● **Excerpt**:
The Parliament of Canada Act also provides the PBO with a mandate to, if requested by a committee, estimate the financial cost of any proposal over which Parliament has jurisdiction. Certain committees can also request research and analyses of the nation’s finances or economy, or of the estimates.

Further information on the PBO may be found at: http://www.pbo-dpb.gc.ca/en/

The House of Commons Standing Committee on the Status of Women studies issues related to the status of women and to gender equality. As well, each fiscal year, the committee has examined the main estimates and the supplementary estimates of the Department for Women and Gender Equality (formerly the Office of the Coordinator, Status of Women).

The committee tabled the following substantive reports during the 43rd Parliament:

Eliminating Sexual Misconduct Within the Canadian Armed Forces
(Adopted by the committee on June 10, 2021; presented to the House on June 17, 2021)

In this report, the committee made recommendations to the Government of Canada on two main issues: creating a safe and inclusive workplace in the Canadian Armed Forces (CAF), including the importance of changing the culture within the CAF and addressing reports of sexual misconduct in the CAF, and providing support services to survivors in the CAF.

● **Data provided**:
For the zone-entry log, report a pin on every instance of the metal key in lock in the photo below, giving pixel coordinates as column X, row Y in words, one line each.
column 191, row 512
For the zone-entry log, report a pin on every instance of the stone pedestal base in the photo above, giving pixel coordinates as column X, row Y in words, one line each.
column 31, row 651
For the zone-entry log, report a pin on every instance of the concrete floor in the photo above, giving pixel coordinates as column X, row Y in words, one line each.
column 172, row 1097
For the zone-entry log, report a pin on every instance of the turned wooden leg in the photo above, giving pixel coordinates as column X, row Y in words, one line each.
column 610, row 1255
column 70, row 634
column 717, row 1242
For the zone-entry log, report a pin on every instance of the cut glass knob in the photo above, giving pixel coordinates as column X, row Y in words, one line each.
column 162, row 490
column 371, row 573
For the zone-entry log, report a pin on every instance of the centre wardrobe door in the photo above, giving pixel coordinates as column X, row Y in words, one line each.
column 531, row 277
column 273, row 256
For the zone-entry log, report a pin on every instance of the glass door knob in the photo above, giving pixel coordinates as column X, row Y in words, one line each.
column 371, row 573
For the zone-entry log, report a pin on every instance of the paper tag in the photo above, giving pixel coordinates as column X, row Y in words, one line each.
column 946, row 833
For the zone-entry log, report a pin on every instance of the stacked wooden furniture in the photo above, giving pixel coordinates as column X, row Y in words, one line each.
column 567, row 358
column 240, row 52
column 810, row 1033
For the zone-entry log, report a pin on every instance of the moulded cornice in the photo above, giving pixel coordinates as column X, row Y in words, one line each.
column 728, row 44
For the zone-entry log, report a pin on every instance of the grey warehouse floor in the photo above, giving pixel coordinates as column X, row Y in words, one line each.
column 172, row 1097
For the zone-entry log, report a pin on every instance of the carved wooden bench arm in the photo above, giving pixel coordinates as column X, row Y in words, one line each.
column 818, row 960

● **Assignment**:
Using the excerpt about the PBO and the Standing Committee on the Status of Women, answer the following:
(a) If a committee requests it, what does the Parliament of Canada Act allow the PBO to estimate?
(b) What was the Department for Women and Gender Equality formerly called?
(c) On what date was "Eliminating Sexual Misconduct Within the Canadian Armed Forces" presented to the House?

● **Exercise result**:
(a) The financial cost of any proposal over which Parliament has jurisdiction.
(b) The Office of the Coordinator, Status of Women.
(c) June 17, 2021.